## Task details:
Output every entry below exactly as it is written.

## Referring expression pointing data:
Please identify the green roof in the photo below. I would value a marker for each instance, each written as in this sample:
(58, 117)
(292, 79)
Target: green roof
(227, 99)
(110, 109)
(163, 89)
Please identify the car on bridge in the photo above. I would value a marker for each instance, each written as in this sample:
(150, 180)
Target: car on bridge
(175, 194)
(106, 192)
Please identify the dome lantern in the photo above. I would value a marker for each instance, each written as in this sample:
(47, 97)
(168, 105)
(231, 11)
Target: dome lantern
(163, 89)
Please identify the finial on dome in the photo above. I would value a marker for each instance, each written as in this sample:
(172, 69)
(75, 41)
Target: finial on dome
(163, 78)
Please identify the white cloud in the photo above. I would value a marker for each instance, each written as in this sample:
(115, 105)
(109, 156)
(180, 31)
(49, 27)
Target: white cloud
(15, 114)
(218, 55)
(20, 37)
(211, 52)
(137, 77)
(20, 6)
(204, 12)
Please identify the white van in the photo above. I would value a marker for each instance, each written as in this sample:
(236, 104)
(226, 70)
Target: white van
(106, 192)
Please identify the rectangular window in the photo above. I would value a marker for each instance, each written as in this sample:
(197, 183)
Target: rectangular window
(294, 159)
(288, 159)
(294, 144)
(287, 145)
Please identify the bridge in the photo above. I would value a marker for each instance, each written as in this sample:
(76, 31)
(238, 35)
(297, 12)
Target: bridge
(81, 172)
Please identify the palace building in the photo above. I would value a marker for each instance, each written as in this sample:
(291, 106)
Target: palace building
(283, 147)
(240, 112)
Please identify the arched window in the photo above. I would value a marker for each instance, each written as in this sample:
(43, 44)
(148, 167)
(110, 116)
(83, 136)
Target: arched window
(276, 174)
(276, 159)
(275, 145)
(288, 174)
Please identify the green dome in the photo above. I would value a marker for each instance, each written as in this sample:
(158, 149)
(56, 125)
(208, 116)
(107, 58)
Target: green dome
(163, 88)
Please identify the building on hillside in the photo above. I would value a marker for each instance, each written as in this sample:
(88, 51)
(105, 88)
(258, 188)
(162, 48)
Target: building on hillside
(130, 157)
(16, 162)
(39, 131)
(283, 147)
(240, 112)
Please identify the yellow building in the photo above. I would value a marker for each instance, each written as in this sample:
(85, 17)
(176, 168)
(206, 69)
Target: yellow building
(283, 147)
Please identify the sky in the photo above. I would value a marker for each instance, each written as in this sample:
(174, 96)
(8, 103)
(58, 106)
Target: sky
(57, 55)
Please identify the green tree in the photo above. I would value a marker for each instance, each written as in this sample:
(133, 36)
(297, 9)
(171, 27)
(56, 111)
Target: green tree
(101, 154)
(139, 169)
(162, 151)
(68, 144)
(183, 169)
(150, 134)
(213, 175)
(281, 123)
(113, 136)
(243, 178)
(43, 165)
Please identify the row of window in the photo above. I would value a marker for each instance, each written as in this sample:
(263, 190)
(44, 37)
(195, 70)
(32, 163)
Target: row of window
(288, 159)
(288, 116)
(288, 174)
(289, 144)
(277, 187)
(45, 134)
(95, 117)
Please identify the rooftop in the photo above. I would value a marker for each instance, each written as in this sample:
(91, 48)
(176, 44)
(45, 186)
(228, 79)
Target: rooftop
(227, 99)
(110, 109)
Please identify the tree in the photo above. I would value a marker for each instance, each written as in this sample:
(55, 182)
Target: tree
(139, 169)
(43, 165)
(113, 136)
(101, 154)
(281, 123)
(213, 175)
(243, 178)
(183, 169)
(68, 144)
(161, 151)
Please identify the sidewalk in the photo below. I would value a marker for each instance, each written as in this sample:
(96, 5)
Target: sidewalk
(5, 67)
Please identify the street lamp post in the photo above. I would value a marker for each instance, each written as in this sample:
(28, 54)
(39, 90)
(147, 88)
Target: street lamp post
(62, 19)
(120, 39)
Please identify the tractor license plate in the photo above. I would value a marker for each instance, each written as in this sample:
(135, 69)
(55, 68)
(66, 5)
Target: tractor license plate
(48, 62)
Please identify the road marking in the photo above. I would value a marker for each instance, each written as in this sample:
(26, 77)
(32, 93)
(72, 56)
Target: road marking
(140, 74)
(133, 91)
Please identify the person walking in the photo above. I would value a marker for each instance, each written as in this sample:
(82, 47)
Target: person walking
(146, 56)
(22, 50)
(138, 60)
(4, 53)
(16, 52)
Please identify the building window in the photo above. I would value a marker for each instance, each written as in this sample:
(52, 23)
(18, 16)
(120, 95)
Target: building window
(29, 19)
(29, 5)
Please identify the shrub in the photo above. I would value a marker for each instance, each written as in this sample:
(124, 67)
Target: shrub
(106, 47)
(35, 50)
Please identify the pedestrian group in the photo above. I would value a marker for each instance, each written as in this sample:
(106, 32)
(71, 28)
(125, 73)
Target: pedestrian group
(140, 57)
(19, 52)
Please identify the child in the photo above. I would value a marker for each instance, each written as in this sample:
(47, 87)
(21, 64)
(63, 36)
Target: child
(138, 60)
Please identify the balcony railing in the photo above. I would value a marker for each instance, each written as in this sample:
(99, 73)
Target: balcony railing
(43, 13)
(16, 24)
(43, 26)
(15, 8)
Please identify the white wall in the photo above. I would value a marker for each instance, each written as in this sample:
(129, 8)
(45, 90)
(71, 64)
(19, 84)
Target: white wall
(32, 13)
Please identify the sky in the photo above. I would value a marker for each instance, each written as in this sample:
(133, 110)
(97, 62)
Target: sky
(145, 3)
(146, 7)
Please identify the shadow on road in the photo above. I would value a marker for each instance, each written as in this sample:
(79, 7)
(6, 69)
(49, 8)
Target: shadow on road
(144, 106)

## Task response:
Please identify the green roof in the photo below. I would value a marker for each instance, each written as in this sample:
(58, 117)
(292, 79)
Target: green roof
(227, 99)
(110, 109)
(163, 89)
Please identify the car on bridge in the photo above. I would value a marker for each instance, each written as in this sample:
(150, 180)
Target: car on bridge
(175, 194)
(106, 192)
Please identify the dome lantern in the photo above. I would value a marker for each instance, each written as in this sample:
(47, 97)
(168, 105)
(231, 11)
Target: dome lantern
(163, 89)
Please identify the finial on dome in the photo above. I would value a marker for each instance, each written as in this sample:
(172, 69)
(75, 41)
Target: finial on dome
(163, 78)
Please identify the white cloud in the photo above. I would value a marker for each instance, each written as in this sample:
(115, 105)
(109, 156)
(180, 31)
(49, 27)
Target: white cloud
(15, 114)
(218, 55)
(20, 37)
(211, 52)
(137, 77)
(20, 6)
(204, 12)
Please identify the white van in the photo above. I would value a marker for each instance, each written as in this sample:
(236, 104)
(226, 70)
Target: white van
(106, 192)
Please identify the rectangular window in the photo above. I would value a marker for each instance, each written as in this sample:
(197, 183)
Target: rectangular window
(294, 159)
(288, 159)
(294, 144)
(287, 145)
Please identify the bridge in the photo above. I would value a marker for each instance, each written as in this sample:
(76, 31)
(238, 35)
(297, 12)
Target: bridge
(81, 172)
Please identify the palace building in the photo above. I would value a marker for each instance, each written as in this sample:
(291, 106)
Target: palace building
(283, 147)
(240, 112)
Please identify the arched window in the photo above. I would value a marker for each instance, each written as in this sample:
(43, 44)
(148, 167)
(110, 116)
(83, 136)
Target: arched window
(276, 174)
(276, 159)
(275, 145)
(288, 174)
Please identify the green dome in the photo above. I would value a marker for each instance, each written as in this sample:
(158, 149)
(56, 125)
(208, 116)
(107, 58)
Target: green dome
(163, 88)
Please identify the building on hillside in the photo above. I would value a marker for each instance, each written as in this sample:
(88, 51)
(105, 88)
(258, 188)
(162, 48)
Target: building on hillside
(130, 157)
(16, 162)
(39, 131)
(283, 147)
(240, 112)
Please identify the yellow building in the photo above. I would value a marker for each instance, each written as in this sample:
(85, 17)
(176, 168)
(206, 69)
Target: yellow building
(283, 147)
Please identify the sky in the photo above. I would value a marker for each instance, each written as in this sample:
(174, 96)
(8, 103)
(58, 106)
Target: sky
(57, 55)
Please identify the green tree in the photo above. I would value a marker for each instance, each written as in this sample:
(133, 36)
(297, 9)
(171, 27)
(56, 111)
Target: green tree
(101, 154)
(139, 169)
(162, 151)
(68, 144)
(183, 169)
(150, 134)
(213, 175)
(281, 123)
(113, 136)
(243, 178)
(43, 165)
Please identify the row of window in the photo above. I would value a marker for each instance, each written as in this sample:
(263, 190)
(44, 37)
(195, 70)
(32, 163)
Target: row of window
(288, 159)
(288, 116)
(288, 174)
(289, 144)
(277, 187)
(45, 134)
(95, 117)
Please identify the rooftop in the photo above. I would value a marker for each instance, each written as in this sample:
(91, 48)
(176, 44)
(45, 186)
(228, 79)
Target: rooftop
(227, 99)
(110, 109)
Please identify the tree in the photo above. I would value a marker for each instance, each written as in this sample:
(55, 182)
Target: tree
(139, 169)
(43, 165)
(113, 136)
(101, 154)
(281, 123)
(213, 175)
(243, 178)
(183, 169)
(68, 144)
(161, 151)
Please identify the sidewalk in the photo below. I would value a marker for each instance, each written as in this sample:
(96, 5)
Target: sidewalk
(5, 67)
Please identify the street lamp post in the photo above. I would value a marker for each instance, each written as in this sample:
(28, 54)
(39, 90)
(147, 88)
Target: street lamp post
(62, 19)
(120, 39)
Please identify the tractor license plate in the photo above. I would value a marker for each instance, each written as in this sample:
(135, 69)
(55, 68)
(66, 5)
Target: tractor license plate
(48, 62)
Please identify the road marking in the photo above. I would value a marker for each instance, each written as in this sample:
(26, 77)
(32, 93)
(72, 56)
Target: road marking
(140, 74)
(133, 91)
Please identify the person walking in the photo above. I would value a marker for each instance, each written as in this sample:
(82, 47)
Target: person walking
(146, 56)
(22, 50)
(138, 60)
(4, 53)
(16, 52)
Please identify the building window in the photo above. I would value a marker for each instance, each written as in this sample:
(52, 23)
(18, 16)
(120, 95)
Target: building window
(29, 19)
(29, 5)
Please identify the shrub in the photo above. I would value a marker for each instance, each written as in this sample:
(124, 67)
Target: shrub
(106, 47)
(35, 50)
Please identify the pedestrian group in the photo above. I would value a marker for each instance, each written as in this sample:
(106, 32)
(71, 28)
(125, 73)
Target: pedestrian group
(140, 57)
(19, 52)
Please identify the child in the photo above. I would value a marker for each instance, each written as in this sample:
(47, 87)
(21, 64)
(63, 36)
Target: child
(138, 60)
Please identify the balcony railing in the photo above. I would value a marker for each instance, each written as in this sample:
(99, 73)
Target: balcony railing
(43, 13)
(16, 24)
(43, 26)
(15, 8)
Please identify the white wall in the photo above. I would value a marker for each instance, each written as in this sample:
(129, 8)
(45, 90)
(71, 64)
(19, 84)
Target: white wall
(32, 13)
Please identify the sky in the photo above. I would value a marker for each instance, each written as in this sample:
(133, 110)
(97, 62)
Target: sky
(145, 3)
(146, 7)
Please identify the shadow on road in the photo above. I would value a marker for each instance, each written as in this sample:
(79, 7)
(6, 69)
(49, 8)
Target: shadow on road
(144, 106)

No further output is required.